> _What to produce_: Copy every entry exactly.

> _The records_:
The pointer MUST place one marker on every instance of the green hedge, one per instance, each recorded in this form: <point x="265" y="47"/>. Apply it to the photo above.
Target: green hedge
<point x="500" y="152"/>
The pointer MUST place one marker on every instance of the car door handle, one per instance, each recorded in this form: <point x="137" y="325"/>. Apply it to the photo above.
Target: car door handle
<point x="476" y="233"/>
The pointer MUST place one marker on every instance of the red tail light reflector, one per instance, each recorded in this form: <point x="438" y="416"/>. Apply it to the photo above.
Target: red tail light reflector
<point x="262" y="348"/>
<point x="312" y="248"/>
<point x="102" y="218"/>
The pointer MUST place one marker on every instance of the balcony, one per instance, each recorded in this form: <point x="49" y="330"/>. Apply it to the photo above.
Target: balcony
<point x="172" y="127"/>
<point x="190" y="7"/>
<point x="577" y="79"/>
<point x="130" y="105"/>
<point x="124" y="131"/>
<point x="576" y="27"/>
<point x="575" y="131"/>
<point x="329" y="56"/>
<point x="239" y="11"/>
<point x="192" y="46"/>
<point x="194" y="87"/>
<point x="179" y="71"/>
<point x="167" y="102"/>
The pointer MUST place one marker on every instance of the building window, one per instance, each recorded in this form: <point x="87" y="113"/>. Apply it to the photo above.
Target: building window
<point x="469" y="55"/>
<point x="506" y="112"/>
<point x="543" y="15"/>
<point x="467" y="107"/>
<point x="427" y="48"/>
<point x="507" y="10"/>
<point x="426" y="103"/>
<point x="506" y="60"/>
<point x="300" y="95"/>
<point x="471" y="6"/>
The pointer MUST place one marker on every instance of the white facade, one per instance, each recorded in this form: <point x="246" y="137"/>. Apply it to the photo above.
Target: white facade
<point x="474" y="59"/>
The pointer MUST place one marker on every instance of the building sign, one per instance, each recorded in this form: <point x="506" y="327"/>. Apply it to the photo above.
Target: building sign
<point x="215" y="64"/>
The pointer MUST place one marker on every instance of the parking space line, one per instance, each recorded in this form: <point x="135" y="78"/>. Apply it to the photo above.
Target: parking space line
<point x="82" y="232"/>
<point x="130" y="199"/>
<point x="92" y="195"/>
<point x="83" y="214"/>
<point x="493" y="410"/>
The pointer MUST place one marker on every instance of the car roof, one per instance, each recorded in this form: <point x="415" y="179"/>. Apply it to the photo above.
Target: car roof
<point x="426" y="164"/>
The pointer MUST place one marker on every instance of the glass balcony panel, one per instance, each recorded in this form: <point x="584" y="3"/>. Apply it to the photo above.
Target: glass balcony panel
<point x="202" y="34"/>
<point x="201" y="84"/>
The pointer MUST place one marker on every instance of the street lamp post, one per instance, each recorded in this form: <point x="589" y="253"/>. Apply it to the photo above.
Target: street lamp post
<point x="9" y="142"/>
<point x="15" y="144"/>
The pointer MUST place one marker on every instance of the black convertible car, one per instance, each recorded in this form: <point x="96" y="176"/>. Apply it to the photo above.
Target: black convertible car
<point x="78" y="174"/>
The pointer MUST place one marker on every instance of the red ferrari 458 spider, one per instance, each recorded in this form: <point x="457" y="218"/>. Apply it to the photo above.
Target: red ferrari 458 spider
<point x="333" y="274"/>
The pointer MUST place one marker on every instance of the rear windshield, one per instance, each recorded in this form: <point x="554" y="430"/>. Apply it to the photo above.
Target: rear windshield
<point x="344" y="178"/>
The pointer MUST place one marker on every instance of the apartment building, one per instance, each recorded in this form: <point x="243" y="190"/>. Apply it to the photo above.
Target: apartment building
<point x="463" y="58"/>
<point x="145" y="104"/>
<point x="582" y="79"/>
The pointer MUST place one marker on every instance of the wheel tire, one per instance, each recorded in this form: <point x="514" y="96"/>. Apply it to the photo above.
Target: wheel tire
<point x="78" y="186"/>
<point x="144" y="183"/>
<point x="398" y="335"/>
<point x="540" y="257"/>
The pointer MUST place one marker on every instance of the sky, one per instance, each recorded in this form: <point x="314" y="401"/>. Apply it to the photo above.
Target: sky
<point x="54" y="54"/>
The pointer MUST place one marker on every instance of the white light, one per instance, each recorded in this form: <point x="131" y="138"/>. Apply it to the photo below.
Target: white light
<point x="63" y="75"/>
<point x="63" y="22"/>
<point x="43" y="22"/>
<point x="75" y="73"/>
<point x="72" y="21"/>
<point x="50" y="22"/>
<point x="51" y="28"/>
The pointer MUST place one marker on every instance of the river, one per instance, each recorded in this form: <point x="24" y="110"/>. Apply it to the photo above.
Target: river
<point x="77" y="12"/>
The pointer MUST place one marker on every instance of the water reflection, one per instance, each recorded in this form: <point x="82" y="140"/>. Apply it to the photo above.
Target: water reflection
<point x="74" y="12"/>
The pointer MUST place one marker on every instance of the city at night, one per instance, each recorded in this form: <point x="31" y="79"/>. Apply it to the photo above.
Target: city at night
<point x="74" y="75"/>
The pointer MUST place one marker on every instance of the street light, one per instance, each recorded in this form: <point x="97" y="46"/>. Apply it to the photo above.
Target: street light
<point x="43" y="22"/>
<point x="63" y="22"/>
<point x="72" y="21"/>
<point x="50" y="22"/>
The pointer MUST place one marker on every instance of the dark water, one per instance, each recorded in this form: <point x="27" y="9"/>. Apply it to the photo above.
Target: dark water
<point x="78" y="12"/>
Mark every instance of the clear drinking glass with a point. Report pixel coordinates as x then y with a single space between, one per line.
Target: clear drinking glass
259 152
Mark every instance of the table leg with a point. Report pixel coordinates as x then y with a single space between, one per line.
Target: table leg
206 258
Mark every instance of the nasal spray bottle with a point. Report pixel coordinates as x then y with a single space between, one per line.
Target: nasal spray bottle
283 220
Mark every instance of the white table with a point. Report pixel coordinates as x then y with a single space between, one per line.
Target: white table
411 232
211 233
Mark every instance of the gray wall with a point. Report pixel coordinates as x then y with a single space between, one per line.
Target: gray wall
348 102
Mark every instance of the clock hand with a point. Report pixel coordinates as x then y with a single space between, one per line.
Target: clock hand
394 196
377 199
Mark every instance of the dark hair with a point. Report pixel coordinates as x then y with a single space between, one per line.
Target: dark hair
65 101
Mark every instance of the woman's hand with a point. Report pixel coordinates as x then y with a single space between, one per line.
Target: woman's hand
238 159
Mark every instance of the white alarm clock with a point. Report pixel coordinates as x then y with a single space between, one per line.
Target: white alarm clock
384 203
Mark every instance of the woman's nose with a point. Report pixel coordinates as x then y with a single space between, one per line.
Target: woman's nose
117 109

> _Your response_:
The pointer MUST place one marker on every instance of the green hedge, one per instance, each recorded in this form: <point x="265" y="47"/>. Apply it to the photo above.
Target: green hedge
<point x="500" y="152"/>
The pointer MUST place one marker on every instance of the car door handle, one per instance, each recorded in this form: <point x="137" y="325"/>. Apply it to the photo above.
Target: car door handle
<point x="476" y="233"/>
The pointer MUST place one marker on every instance of the red tail light reflector, one per instance, each recorded in this form: <point x="438" y="416"/>. Apply it to the photo above.
Target: red tail light reflector
<point x="262" y="348"/>
<point x="312" y="248"/>
<point x="102" y="218"/>
The pointer MUST place one marker on every instance of the balcony, one per instance, each recorded in this form: <point x="49" y="330"/>. Apply it to the photo above.
Target: balcony
<point x="172" y="127"/>
<point x="190" y="7"/>
<point x="577" y="79"/>
<point x="130" y="105"/>
<point x="124" y="131"/>
<point x="576" y="27"/>
<point x="575" y="131"/>
<point x="329" y="56"/>
<point x="239" y="11"/>
<point x="192" y="46"/>
<point x="194" y="87"/>
<point x="179" y="71"/>
<point x="167" y="102"/>
The pointer MUST place one marker on every instance of the building window, one per instance, each recorded in this form: <point x="87" y="113"/>. Apply it to the photo above.
Target: building window
<point x="469" y="55"/>
<point x="506" y="112"/>
<point x="543" y="15"/>
<point x="467" y="107"/>
<point x="427" y="48"/>
<point x="507" y="10"/>
<point x="426" y="103"/>
<point x="506" y="60"/>
<point x="300" y="95"/>
<point x="471" y="6"/>
The pointer MUST place one marker on every instance of the white facade, one per instance, each recorded in this form: <point x="246" y="137"/>. Apply it to the photo above.
Target: white facade
<point x="474" y="59"/>
The pointer MUST place one marker on every instance of the building sign, one per instance, each recorded in this form: <point x="506" y="327"/>. Apply it to the photo above.
Target: building sign
<point x="215" y="64"/>
The pointer MUST place one marker on every instance of the parking space line, one per instance, each recorded in this form: <point x="135" y="78"/>. Apply it to the photo above.
Target: parking space line
<point x="82" y="232"/>
<point x="130" y="199"/>
<point x="92" y="195"/>
<point x="83" y="214"/>
<point x="493" y="410"/>
The pointer MUST place one marker on every instance of the car roof, one per instance, each recorded in this form: <point x="415" y="179"/>. Apply it to the photo above.
Target: car roof
<point x="426" y="164"/>
The pointer MUST place one marker on every instance of the glass balcony panel, one per instance, each recorded in this form: <point x="584" y="3"/>. Apply it to the photo above.
Target: glass balcony panel
<point x="202" y="34"/>
<point x="201" y="84"/>
The pointer MUST place one marker on every instance of the street lamp post, one per instance, each recorded in this form: <point x="589" y="253"/>. Apply it to the photo above.
Target: street lamp post
<point x="9" y="142"/>
<point x="15" y="144"/>
The pointer MUST place one marker on every instance of the black convertible car, one per instance, each recorded in this form: <point x="96" y="176"/>. Apply it to the photo above.
Target: black convertible car
<point x="78" y="174"/>
The pointer MUST place one marker on every instance of the red ferrari 458 spider, one per instance, each recorded in this form: <point x="457" y="218"/>. Apply it to the photo above.
Target: red ferrari 458 spider
<point x="333" y="274"/>
The pointer MUST place one marker on every instance of the rear windshield, one per instance, each recorded in this form: <point x="554" y="430"/>. Apply it to the photo above.
Target: rear windshield
<point x="344" y="178"/>
The pointer MUST place one marker on every instance of the apartment building, one per instance, each recorded in this form: <point x="243" y="190"/>. Apply it to the photo above.
Target: apartment building
<point x="463" y="58"/>
<point x="145" y="104"/>
<point x="582" y="79"/>
The pointer MUST place one marker on every instance of the wheel tire, one per instance, each recorded in this form: <point x="514" y="96"/>. Apply it to the photo above.
Target: wheel tire
<point x="78" y="186"/>
<point x="144" y="183"/>
<point x="398" y="335"/>
<point x="540" y="257"/>
The pointer MUST place one marker on every instance of the sky, one per instance, each recorded in this form: <point x="314" y="401"/>. Apply it to the photo above.
Target: sky
<point x="54" y="54"/>
The pointer MUST place one marker on every instance of the white light, one per instance, each recorded in this form: <point x="131" y="138"/>. Apply it to the photo below.
Target: white light
<point x="63" y="75"/>
<point x="63" y="22"/>
<point x="43" y="22"/>
<point x="75" y="73"/>
<point x="72" y="21"/>
<point x="50" y="22"/>
<point x="51" y="28"/>
The pointer MUST place one marker on every instance of the river, one per instance, each recorded in this form: <point x="24" y="110"/>. Apply it to the photo above.
Target: river
<point x="77" y="12"/>
The pointer MUST place one marker on every instance of the water reflection, one per instance, each recorded in this form: <point x="82" y="140"/>. Apply it to the photo above.
Target: water reflection
<point x="74" y="12"/>
The pointer MUST place one marker on every instance of the city at night, one per instance, each recorded in this form: <point x="31" y="79"/>. Apply it to the photo above.
Target: city at night
<point x="74" y="75"/>
The pointer MUST place one marker on every instance of the street light, one per instance, each recorded in this form: <point x="97" y="46"/>. Apply it to the photo above.
Target: street light
<point x="43" y="22"/>
<point x="63" y="22"/>
<point x="72" y="21"/>
<point x="50" y="22"/>
The pointer MUST place one marker on every instance of the dark water, one per instance, each recorded in this form: <point x="27" y="9"/>. Apply it to the photo above.
Target: dark water
<point x="78" y="12"/>
Mark every instance of the clear drinking glass with a point. Report pixel coordinates as x then y with a single space between, one per line.
Target: clear drinking glass
259 152
Mark every instance of the table leg with a point. Report pixel coordinates as x then y with a single space between, one per line.
Target: table leg
206 258
Mark every instance of the nasal spray bottle with a point. Report pixel coordinates as x then y with a single space between, one per line.
Target: nasal spray bottle
283 220
Mark every instance of the white table with a point. Report pixel coordinates as x then y with a single space between, one per line.
Target: white table
411 232
211 233
Mark every instance of the gray wall with a point. Report pixel coordinates as x then y with a single space between, one per line.
Target: gray wall
348 102
Mark every instance of the clock hand with a point. Report pixel coordinates as x then y with a single space between, one per line.
Target: clock hand
394 196
377 199
Mark every instance of the dark hair with a point. Report pixel coordinates as x then y with a single space between, one per line.
Target: dark hair
65 101
Mark every instance of the woman's hand with a point. Report pixel coordinates as x then y with a single space between, one per line.
Target: woman's hand
238 159
Mark every instance of the white alarm clock with a point. Report pixel coordinates as x then y with a single space between, one per line.
Target: white alarm clock
384 203
Mark every instance of the woman's nose with a point. Report pixel coordinates as x then y with a single space between, one per line.
Target: woman's nose
117 109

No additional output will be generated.